The acid mantle is a very fine, slightly acidic film on the surface of human skin acting as a barrier to bacteria, viruses and other potential contaminants that might penetrate the skin.  Sebum is secreted by the sebaceous gland and when mixed with sweat becomes the acid mantle. Unlike the acid mantle on the skin’s surface, the viable epidermis (ie., layers below the stratum corneum) has a neutral pH around 7.0. The general assumption is that skin surface pH is on average between 5.0 and 6.0. However the pH of the skin’s acid mantle is a broad range that depends on the condition of the skin and other estimates deem the range to be between 4.5 and 6.5 as slightly acidic.  More recent research has challenged the proposed ranges. When healthy human skin has not had contact with skin products or water for extended periods it has been found to naturally return to acidity levels below that of 5.0. A value of 4.7 was considered to be the natural average and ideal. Some subjects within the standard deviation reached values as low as 4.3. The study subjects with a skin pH below 5.0 showed statistically significant less scaling, higher hydration levels, and had better resident flora presence than subjects with skin pH above 5.0; concluding that people with a natural pH below 5.0 have a better condition than individuals with skin at a naturally higher pH.
—————
→ YOUR TASKS:
[1] In the passage on the skin's acid mantle, what pH does the viable epidermis have?
[2] According to the passage on the skin's acid mantle, why are people whose skin pH is naturally below 5.0 judged to have skin in better condition?
[3] Continue the passage on the skin's acid mantle from where it stops.

→ Records from a data source:
—————
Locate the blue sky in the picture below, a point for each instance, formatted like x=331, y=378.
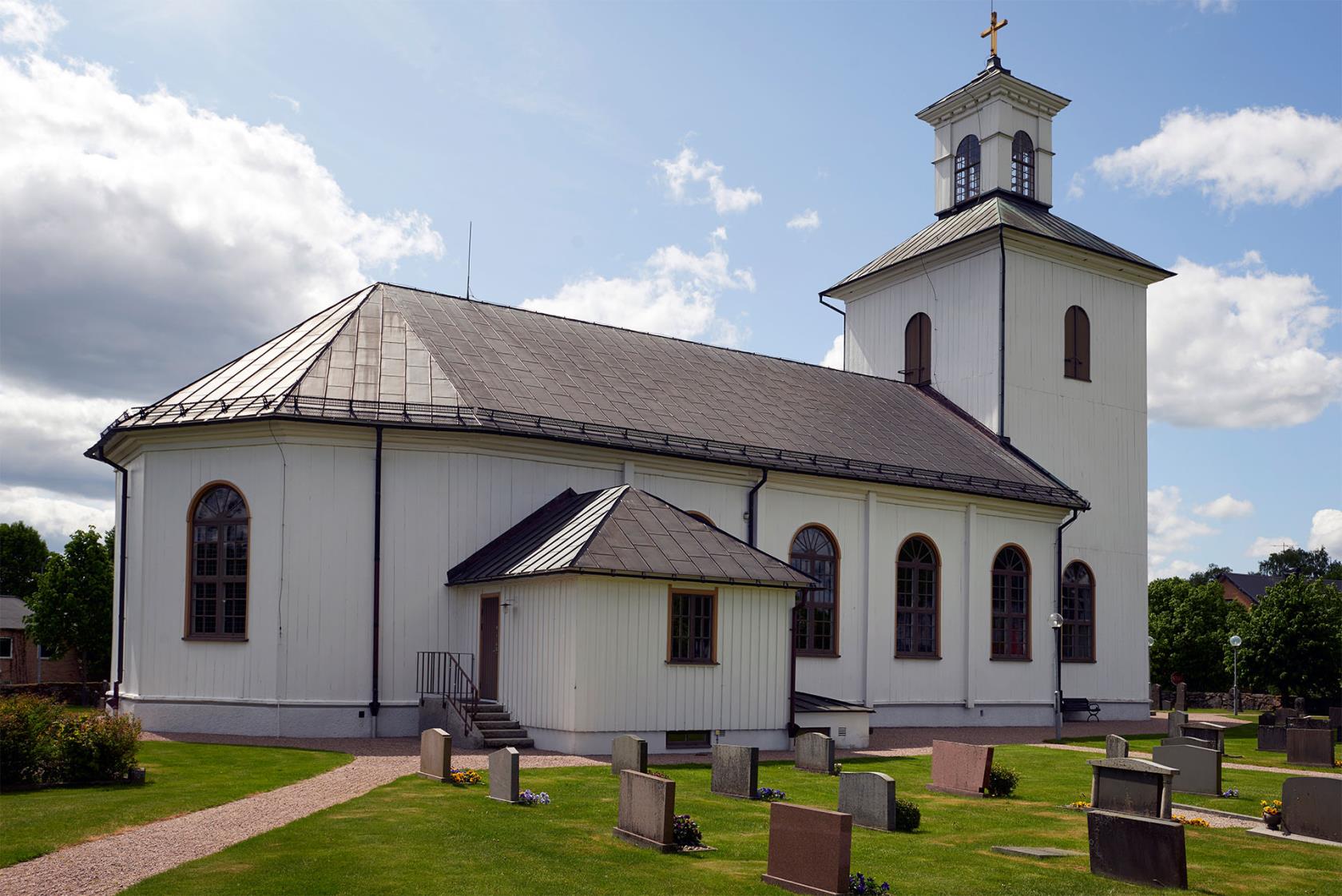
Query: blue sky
x=544, y=125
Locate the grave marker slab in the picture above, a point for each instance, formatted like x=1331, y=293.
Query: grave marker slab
x=1312, y=807
x=960, y=767
x=1308, y=746
x=503, y=774
x=647, y=811
x=868, y=797
x=1137, y=850
x=629, y=751
x=815, y=751
x=435, y=754
x=1199, y=767
x=736, y=771
x=809, y=850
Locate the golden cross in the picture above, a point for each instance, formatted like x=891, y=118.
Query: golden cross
x=992, y=30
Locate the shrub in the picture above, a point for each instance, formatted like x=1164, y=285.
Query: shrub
x=1002, y=781
x=906, y=815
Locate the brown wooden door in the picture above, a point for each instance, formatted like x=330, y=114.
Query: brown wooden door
x=489, y=682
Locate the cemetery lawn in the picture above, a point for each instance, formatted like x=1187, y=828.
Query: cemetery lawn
x=422, y=836
x=181, y=777
x=1241, y=746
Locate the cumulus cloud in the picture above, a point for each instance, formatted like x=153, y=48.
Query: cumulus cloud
x=674, y=293
x=1326, y=531
x=1249, y=156
x=1265, y=545
x=689, y=169
x=1225, y=507
x=807, y=220
x=1239, y=345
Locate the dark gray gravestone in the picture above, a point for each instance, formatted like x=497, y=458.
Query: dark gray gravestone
x=1133, y=787
x=736, y=771
x=1308, y=746
x=503, y=774
x=1137, y=850
x=629, y=753
x=1199, y=767
x=1312, y=807
x=868, y=797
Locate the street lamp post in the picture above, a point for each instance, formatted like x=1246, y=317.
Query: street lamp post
x=1235, y=661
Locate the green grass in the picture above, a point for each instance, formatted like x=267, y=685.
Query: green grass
x=419, y=836
x=181, y=777
x=1241, y=746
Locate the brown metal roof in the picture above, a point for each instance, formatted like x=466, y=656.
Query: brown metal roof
x=404, y=357
x=623, y=531
x=994, y=211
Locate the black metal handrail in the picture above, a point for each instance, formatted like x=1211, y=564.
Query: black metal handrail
x=451, y=678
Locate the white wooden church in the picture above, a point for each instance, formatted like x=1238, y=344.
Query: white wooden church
x=415, y=506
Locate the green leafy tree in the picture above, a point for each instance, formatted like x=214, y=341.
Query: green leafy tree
x=1188, y=625
x=23, y=556
x=1292, y=640
x=70, y=611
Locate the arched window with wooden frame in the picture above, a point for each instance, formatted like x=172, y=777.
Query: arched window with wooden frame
x=1023, y=164
x=1010, y=604
x=967, y=169
x=218, y=530
x=815, y=552
x=1077, y=343
x=918, y=351
x=1078, y=613
x=918, y=600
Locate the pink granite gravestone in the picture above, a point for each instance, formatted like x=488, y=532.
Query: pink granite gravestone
x=960, y=767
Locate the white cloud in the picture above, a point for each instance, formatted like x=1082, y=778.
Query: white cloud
x=688, y=168
x=1239, y=347
x=674, y=293
x=1265, y=545
x=29, y=23
x=807, y=220
x=1169, y=530
x=1326, y=531
x=834, y=357
x=1249, y=156
x=1225, y=507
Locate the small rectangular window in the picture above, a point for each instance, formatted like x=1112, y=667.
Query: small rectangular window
x=688, y=739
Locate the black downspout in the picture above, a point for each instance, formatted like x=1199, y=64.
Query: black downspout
x=377, y=568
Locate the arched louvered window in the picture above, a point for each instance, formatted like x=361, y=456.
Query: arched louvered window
x=1023, y=164
x=918, y=351
x=816, y=553
x=967, y=169
x=1077, y=343
x=216, y=589
x=917, y=600
x=1010, y=605
x=1078, y=613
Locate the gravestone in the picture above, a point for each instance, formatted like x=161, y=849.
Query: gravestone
x=736, y=771
x=1308, y=746
x=868, y=797
x=1137, y=850
x=503, y=774
x=960, y=767
x=647, y=811
x=1199, y=767
x=809, y=850
x=1132, y=787
x=629, y=753
x=1312, y=807
x=435, y=754
x=815, y=751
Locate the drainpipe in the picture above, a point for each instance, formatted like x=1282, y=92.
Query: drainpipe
x=377, y=569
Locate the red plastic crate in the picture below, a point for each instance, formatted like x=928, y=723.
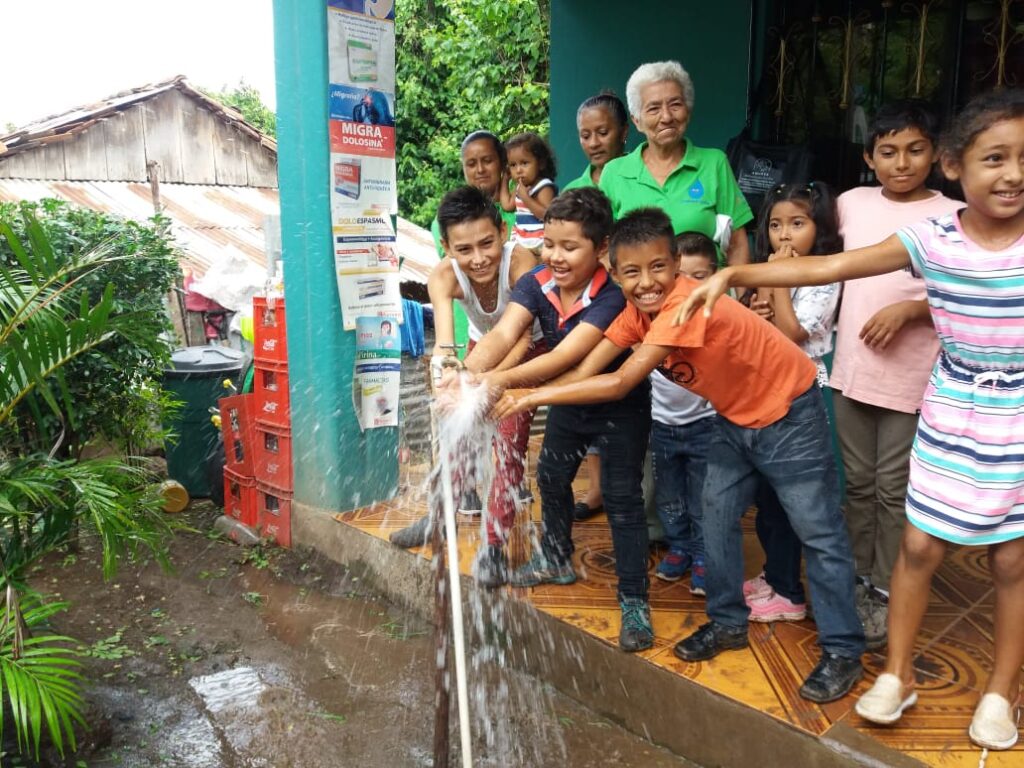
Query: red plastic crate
x=269, y=339
x=270, y=390
x=240, y=497
x=237, y=427
x=272, y=451
x=274, y=513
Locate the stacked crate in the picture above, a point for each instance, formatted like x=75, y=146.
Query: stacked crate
x=272, y=426
x=240, y=478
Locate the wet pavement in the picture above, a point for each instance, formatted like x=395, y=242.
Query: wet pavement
x=285, y=660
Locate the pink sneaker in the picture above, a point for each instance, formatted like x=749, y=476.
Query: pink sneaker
x=756, y=587
x=774, y=607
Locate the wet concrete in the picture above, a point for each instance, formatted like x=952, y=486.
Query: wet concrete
x=290, y=660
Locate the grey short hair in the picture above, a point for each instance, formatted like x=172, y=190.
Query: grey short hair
x=656, y=72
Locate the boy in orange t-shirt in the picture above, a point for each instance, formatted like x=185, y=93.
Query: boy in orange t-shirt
x=771, y=423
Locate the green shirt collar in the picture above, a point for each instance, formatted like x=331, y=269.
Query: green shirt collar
x=635, y=167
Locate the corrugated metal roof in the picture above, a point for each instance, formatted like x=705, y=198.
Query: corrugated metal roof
x=71, y=123
x=207, y=219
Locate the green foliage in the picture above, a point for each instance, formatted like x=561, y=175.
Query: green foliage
x=112, y=385
x=38, y=674
x=55, y=307
x=247, y=100
x=471, y=65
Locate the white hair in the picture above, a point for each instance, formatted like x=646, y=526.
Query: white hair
x=657, y=72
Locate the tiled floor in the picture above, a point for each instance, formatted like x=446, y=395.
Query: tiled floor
x=955, y=642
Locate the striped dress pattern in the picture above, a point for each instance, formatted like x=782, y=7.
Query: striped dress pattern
x=528, y=228
x=967, y=466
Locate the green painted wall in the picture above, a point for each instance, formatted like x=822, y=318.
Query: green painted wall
x=596, y=45
x=336, y=466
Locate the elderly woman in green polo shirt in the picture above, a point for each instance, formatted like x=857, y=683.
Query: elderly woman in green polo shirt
x=602, y=125
x=692, y=184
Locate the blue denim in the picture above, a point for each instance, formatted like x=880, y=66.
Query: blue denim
x=795, y=456
x=679, y=455
x=782, y=550
x=620, y=430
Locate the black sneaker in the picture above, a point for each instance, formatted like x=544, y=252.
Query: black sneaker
x=470, y=503
x=417, y=535
x=540, y=570
x=832, y=679
x=523, y=494
x=636, y=633
x=709, y=641
x=492, y=567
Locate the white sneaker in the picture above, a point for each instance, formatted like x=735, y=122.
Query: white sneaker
x=885, y=702
x=994, y=724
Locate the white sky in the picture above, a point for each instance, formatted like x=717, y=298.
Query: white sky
x=56, y=54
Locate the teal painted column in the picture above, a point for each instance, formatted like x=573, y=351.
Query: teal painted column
x=336, y=466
—————
→ ANSWERS TO THE EXERCISE:
[1] It has a neutral pH of around 7.0.

[2] In the study, subjects with a skin pH below 5.0 showed statistically significantly less scaling and higher hydration levels than those with skin pH above 5.0. They also had a better presence of resident flora.

[3]
The acidic surface pH is an important determinant for the growth conditions of resident microflora (i.e. normally found on the skin). Human skin has a mutualistic symbiotic relationship with its microflora. The skin provides the right environmental condition for the resident flora and the resident flora in turn strengthen skin’s defence by prevention of the colonization of harmful bacteria as well as playing a role in the acidification of the skin. Using skincare products to alter the skin pH down to 4.0-4.5 kept the resident bacterial flora attached to the skin while using alkaline personal care products on the skin promoted their dispersal from the skin.

Since blood is slightly alkaline (7.4), pathogenic bacteria that become adapted to the pH of the skin and are able to reach internal tissues will encounter an environment to which they are less well adapted. This combination of acidic exterior and alkaline interior is one of the body's non-specific host defenses against bacterial pathogens.